## Exercise requirements
1 – Transcribe the passage on NMR-based structure prediction between "Interestingly, the difference" and "observed zero-shot degradation.", inclusive.
2 – Write the next part of the passage on NMR-based structure prediction, picking up after its final sentence.

## Document passage
Table 2 Zero-shot transfer and fine-tuning performance on the experimental Chemical Education dataset. Top-k structure prediction accuracy (%) is reported for overlap and unseen molecular subsets under different spectral input configurations. External baseline results from prior work²¹ are shown for reference

Mode	Spectra input	Test set	Top-1	Top-5	Top-10	Top-100
Alberts²¹ zero-shot baseline	H	Full	20.00	31.58	—	—
Alberts²¹ zero-shot baseline	C	Full	48.42	66.32	—	—
Zero-shot	H	Overlap	17.71	34.38	41.67	53.12
	H	Unseen	21.54	30.77	36.92	45.38
	C	Overlap	57.29	70.83	80.21	88.54
	C	Unseen	41.54	62.31	68.46	77.69
	C + H	Overlap	32.29	53.12	59.38	67.71
	C + H	Unseen	33.08	45.38	49.23	55.38
Fine-tune	H	Unseen	55.38	76.15	80.77	90.00
	C	Unseen	53.08	80.77	84.62	92.31
	C + H	Unseen	66.15	81.54	86.15	90.77

Interestingly, the difference in accuracy between the overlap and unseen subsets is modest for all modalities. This observation suggests that simulation–experiment spectral domain shift is a major contributor to the zero-shot performance loss. Because molecular novelty and structural complexity may also affect prediction difficulty, we further compared the overlap and unseen subsets using molecular-size, ring-system, and fingerprint-based chemical-space descriptors in the SI (Section S12). These analyses indicate that the overlap and unseen subsets are broadly comparable in molecular complexity, supporting the interpretation that spectral domain shift plays a central role in the observed zero-shot degradation.

Fine-tune performance. To mitigate the simulation–experiment domain gap, we further fine-tune the model using the overlap subset of experimental data and evaluate performance on the held-out unseen subset. This setting isolates the effect of adapting to experimental spectral characteristics while preserving a strict test on previously unseen molecular structures. For completeness, cross-validation results on the full experimental dataset and detailed comparisons with prior work are provided in the SI (Section S6).Fine-tuning leads to significant performance improvements across all spectral modalities as shown in Table 2. Notably, training on only around 100 experimental spectrum–molecule pairs is sufficient to recover a large fraction of the accuracy loss observed in the zero-shot setting, bringing performance closer to that achieved on simulated test data. The gains are particularly pronounced for ¹H and combined ¹³C + ¹H inputs, indicating that these modalities benefit most from adapting to experimental characteristics. The best-performing multimodal ¹³C + ¹H configuration after fine-tuning indicates the advantage of integrating complementary spectral information once the modality-specific representations are better aligned with experimental data.

## Supplied material
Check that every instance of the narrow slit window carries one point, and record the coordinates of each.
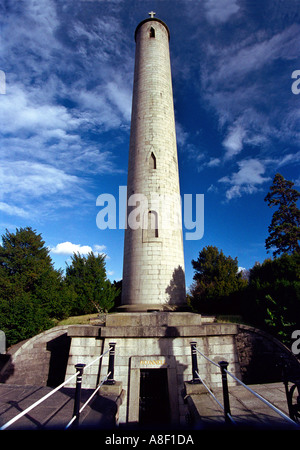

## Task-by-task answers
1 –
Interestingly, the difference in accuracy between the overlap and unseen subsets is modest for all modalities. This observation suggests that simulation–experiment spectral domain shift is a major contributor to the zero-shot performance loss. Because molecular novelty and structural complexity may also affect prediction difficulty, we further compared the overlap and unseen subsets using molecular-size, ring-system, and fingerprint-based chemical-space descriptors in the SI (Section S12). These analyses indicate that the overlap and unseen subsets are broadly comparable in molecular complexity, supporting the interpretation that spectral domain shift plays a central role in the observed zero-shot degradation.

2 –
Re-ranking based on chemical shift prediction

We next evaluate the impact of chemical-shift-based re-ranking on structure prediction accuracy across different spectral inputs (Fig. 4). We note that re-ranking does not introduce new candidates but only reorders the generated list. Therefore, its effectiveness depends on the presence of the correct structure within the candidate pool and cannot recover correct structures that are absent from the top-k predictions. Re-ranking consistently improves both top-1 and top-5 accuracy in the zero-shot setting for all three input configurations. For ¹³C inputs, zero-shot prediction followed by re-ranking even outperforms the corresponding fine-tuned model. These results demonstrate that re-ranking serves as a practical mechanism that can improve top-rank retrieval quality without modifying the underlying generative model.


	Fig. 4 Effect of chemical-shift-based re-ranking on experimental structure prediction accuracy. Top-1 and top-5 accuracy on the Chemical Education dataset are shown for zero-shot prediction and after fine-tuning, with and without re-ranking, across ¹H-only, ¹³C-only, and combined inputs. The predictions from combined input are re-ranked with only the ¹³C spectra. Re-ranking consistently improves top-rank retrieval quality, particularly in the zero-shot regime, highlighting the benefit of integrating external spectral agreement scoring with generative Transformer models. Full data table is included in the SI (Section S7).

In contrast, improvements after re-ranking are generally smaller in the fine-tuned setting. This might be the saturation effect that reflects the already strong ranking quality achieved by fine-tuning, which leaves limited room for further refinement through external scoring. We also observe that re-ranking based on ¹H chemical shifts provides the least improvement among the evaluated modalities. Compared with ¹³C, proton chemical shifts exhibit greater sensitivity to experimental conditions, which may reduce the discriminative power of shift-based agreement metrics. This trend is further supported by multimodal experiments. In addition to re-ranking with ¹³C, we also tried to ¹H-based re-ranking to predictions from the combined ¹³C + ¹H model. In this case, the zero-shot top-1 accuracy decreased from 49.23% to 35.38%, suggesting that incorporating proton shifts into the re-ranking stage is still challenging. Future work will therefore focus on developing more effective re-ranking strategies for jointly leveraging both carbon and proton spectral information.

To further provide qualitative insight into the re-ranking behavior, Fig. 5 shows representative prediction cases before and after chemical-shift-based re-ordering. In the corrected examples on the left, re-ranking successfully promotes the ground-truth structure to the top position by identifying more consistent functional-group arrangements. In these cases, the initial top-1 predictions often contain subtle but chemically important errors, such as misplaced carbonyl groups or incorrect substitution patterns on aromatic rings, which are resolved after incorporating chemical-shift agreement.


	Fig. 5 Representative qualitative examples illustrating the impact of chemical-shift-based re-ranking. Left: cases where re-ranking corrects an initially incorrect top-1 predictions. Right: cases where re-ranking imperfectly improves structural similarity to the target, including examples involving substructural corrections and tautomeric alternatives. These results demonstrate that re-ranking enhances both quantitative accuracy and chemical interpretability of model predictions.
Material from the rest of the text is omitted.